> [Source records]
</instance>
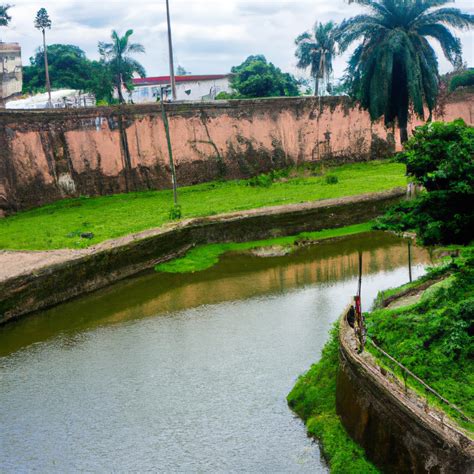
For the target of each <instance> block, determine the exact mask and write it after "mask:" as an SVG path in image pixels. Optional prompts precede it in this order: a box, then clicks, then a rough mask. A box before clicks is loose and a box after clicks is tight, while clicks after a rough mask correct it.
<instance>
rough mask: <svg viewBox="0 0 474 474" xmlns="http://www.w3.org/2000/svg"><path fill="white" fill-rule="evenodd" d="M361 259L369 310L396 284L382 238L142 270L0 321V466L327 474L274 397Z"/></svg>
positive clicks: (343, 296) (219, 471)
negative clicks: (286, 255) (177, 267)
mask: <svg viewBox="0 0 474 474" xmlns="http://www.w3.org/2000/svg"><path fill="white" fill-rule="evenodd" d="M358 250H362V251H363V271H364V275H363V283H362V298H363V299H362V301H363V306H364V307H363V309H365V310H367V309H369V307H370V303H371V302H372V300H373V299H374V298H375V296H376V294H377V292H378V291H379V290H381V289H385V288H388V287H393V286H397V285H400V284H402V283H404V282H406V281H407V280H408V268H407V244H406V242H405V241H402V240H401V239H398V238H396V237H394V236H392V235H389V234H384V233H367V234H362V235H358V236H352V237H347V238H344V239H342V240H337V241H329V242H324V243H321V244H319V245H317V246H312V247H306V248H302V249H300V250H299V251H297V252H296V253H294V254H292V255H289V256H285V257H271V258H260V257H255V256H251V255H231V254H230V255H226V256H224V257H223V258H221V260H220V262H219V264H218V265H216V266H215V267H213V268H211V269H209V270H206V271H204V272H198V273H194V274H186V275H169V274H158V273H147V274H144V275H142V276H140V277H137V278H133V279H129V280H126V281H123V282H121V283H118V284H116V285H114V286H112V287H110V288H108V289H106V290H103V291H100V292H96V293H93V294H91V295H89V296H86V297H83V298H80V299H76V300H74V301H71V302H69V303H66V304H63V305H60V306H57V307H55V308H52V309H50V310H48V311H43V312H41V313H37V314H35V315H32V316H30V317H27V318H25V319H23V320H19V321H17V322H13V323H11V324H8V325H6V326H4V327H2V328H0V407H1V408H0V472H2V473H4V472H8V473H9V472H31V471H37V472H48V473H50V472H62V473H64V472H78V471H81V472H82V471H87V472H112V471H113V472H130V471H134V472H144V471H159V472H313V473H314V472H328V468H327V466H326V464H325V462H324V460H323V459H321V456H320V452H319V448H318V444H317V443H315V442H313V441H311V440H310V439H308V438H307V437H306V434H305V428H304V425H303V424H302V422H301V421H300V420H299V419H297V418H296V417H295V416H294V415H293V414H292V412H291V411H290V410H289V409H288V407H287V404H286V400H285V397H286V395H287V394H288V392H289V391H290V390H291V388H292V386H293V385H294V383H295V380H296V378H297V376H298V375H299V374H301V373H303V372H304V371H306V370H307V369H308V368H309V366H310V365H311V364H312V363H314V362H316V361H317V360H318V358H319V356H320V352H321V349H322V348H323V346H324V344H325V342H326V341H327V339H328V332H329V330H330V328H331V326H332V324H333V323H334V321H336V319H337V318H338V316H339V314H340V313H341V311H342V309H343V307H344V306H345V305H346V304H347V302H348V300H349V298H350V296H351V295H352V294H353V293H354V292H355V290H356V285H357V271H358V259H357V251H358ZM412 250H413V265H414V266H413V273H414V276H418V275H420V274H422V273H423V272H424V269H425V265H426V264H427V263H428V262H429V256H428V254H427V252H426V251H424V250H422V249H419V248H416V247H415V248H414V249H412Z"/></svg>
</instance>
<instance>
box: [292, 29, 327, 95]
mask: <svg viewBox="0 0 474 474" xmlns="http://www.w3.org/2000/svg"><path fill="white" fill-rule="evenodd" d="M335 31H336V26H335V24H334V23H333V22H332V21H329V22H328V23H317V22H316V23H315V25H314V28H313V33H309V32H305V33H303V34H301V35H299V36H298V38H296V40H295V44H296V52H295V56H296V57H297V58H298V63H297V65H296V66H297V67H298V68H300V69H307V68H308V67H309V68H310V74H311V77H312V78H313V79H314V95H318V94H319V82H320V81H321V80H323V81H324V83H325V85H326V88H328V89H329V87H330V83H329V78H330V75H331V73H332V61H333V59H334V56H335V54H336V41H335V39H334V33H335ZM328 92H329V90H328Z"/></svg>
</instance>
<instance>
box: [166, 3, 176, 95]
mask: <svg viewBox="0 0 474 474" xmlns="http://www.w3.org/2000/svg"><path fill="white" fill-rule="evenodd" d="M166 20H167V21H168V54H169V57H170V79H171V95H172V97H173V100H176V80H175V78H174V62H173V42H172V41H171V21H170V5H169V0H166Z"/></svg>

> [Task statement]
Would you please copy exactly the part of the entries above that begins at the line containing "For the target" and ends at the line containing "positive clicks: (343, 296) (219, 471)", both lines included?

> [Written solution]
For the target of each <instance> block, determine the exact mask and write it after "mask:" as an SVG path in image pixels. Optional prompts precede it in this order: a box, then clicks, then a rough mask. A box before clicks is loose and a box after clicks is tight, while clicks after a rough mask correct it.
<instance>
rough mask: <svg viewBox="0 0 474 474" xmlns="http://www.w3.org/2000/svg"><path fill="white" fill-rule="evenodd" d="M361 259L369 310L396 284L382 238L142 270L0 321V466L327 474L274 397Z"/></svg>
positive clicks: (343, 296) (219, 471)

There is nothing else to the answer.